# PROBLEM REQUIREMENTS
Turn all of the lines below into a numbered list, skipping any blank lines.

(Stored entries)
+++

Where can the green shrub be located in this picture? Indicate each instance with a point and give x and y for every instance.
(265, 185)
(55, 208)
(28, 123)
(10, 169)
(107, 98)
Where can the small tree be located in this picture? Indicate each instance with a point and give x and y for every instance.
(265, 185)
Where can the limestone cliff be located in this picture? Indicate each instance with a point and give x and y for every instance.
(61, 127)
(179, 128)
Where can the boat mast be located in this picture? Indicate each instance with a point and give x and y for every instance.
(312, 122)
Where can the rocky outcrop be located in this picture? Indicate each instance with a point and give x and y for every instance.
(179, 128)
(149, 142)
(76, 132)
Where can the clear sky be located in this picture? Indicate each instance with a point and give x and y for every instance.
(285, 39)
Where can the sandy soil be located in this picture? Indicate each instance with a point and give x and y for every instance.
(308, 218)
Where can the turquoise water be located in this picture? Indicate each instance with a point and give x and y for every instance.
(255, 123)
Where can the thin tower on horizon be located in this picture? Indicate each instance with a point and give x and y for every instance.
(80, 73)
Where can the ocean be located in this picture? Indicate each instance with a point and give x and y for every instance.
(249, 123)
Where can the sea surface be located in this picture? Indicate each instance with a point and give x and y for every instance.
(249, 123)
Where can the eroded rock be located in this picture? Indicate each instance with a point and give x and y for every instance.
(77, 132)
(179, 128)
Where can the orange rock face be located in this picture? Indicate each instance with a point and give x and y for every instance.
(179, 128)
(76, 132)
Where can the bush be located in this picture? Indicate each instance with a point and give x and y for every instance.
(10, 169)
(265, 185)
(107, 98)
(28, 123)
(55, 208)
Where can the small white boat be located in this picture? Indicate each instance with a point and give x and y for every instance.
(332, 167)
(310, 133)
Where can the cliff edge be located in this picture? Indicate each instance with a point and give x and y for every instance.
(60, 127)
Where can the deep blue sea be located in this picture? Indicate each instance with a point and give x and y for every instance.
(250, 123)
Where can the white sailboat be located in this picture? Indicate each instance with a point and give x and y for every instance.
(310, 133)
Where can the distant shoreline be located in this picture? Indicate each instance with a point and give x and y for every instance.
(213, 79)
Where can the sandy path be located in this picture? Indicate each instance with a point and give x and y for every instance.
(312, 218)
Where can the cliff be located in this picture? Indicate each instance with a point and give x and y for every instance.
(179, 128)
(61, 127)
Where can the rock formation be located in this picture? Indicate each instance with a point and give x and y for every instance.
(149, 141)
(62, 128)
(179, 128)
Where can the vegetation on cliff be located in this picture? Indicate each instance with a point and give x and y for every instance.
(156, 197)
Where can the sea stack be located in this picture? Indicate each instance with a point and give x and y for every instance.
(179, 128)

+++

# WRITTEN SOLUTION
1. Where can the green shrub be located in this picture? Indicate each instance with a point and give x and y for every instance.
2. (265, 185)
3. (55, 208)
4. (28, 123)
5. (10, 169)
6. (107, 98)
7. Where can the small tree be located in this picture? Indicate each instance with a point and give x and y for every instance.
8. (265, 185)
9. Where can the limestone cliff be located in this picture? Indicate each instance with a point and give x and y for every instance.
10. (61, 127)
11. (179, 128)
12. Where can the boat mast be located in this picture? Indicate each instance with a point and give x and y for every instance.
13. (312, 122)
14. Where can the rocky outcrop be located in this picture? Indicate each instance with a point and give x and y for every instance.
15. (179, 128)
16. (149, 142)
17. (76, 132)
18. Where can the clear sky be located in this picture? Indicate each instance with a point and give x and y for every instance.
19. (285, 39)
20. Where can the sandy soil be located in this picture? Indicate each instance with a point and give x and y for every instance.
21. (308, 218)
22. Where can the turquoise water be located in this picture? Indicate each instance with a point and give x and y for every instance.
23. (255, 123)
24. Where can the thin tower on horizon be located in this picture? Indicate each instance with a point and give x and y for every instance.
25. (80, 73)
26. Where can the ocean be located in this picture? Indicate each instance with a point and give x and y for every instance.
27. (249, 123)
28. Where can the sea surface be located in this picture? Indicate each instance with a point and give x and y for every instance.
29. (249, 123)
30. Where can the eroded rock be located in this picture? Indicate each instance with a point and give x and y for every instance.
31. (77, 132)
32. (179, 128)
33. Where can the orange rock face be located in this picture? Indicate each instance with a point and give x and y for every instance.
34. (179, 128)
35. (76, 132)
36. Where can the bush be located in this picture? Indicate each instance with a point and give x and y for every instance.
37. (10, 169)
38. (265, 185)
39. (107, 98)
40. (28, 123)
41. (55, 208)
42. Where can the small white boat be located in this picture? Indicate each instance with a point and give x and y for every instance.
43. (332, 167)
44. (310, 133)
45. Where can the cliff edge be located in this picture? Indicate each instance with a point and give x and y for every instance.
46. (60, 127)
47. Where can the deep blue sea be located in this picture? Indicate each instance with a point and give x and y for every instance.
48. (250, 123)
49. Where can the white sailboat be located in this picture? Indicate each instance with a point and give x and y for every instance.
50. (310, 133)
51. Where can the distant shoreline be located in this picture? Indicate each instance with a point and give x and y for every instance.
52. (213, 79)
53. Where can the sandy path be located in this picture? Indicate each instance with a point and give x and y for every instance.
54. (312, 218)
55. Where can the cliff be located in this picture? Indicate each instance with a point and give x and y for every instance.
56. (179, 128)
57. (61, 127)
58. Where can the rock formation be located in this picture? Indicate each instance with a point and give x and y for every instance.
59. (149, 141)
60. (62, 128)
61. (179, 128)
62. Where can the vegetation on cliff be located in this picture? Indicate each instance with a point and give x and y for every instance.
63. (156, 197)
64. Where can the sea stack be located in this picture? Indicate each instance with a point and give x and y for every instance.
65. (179, 128)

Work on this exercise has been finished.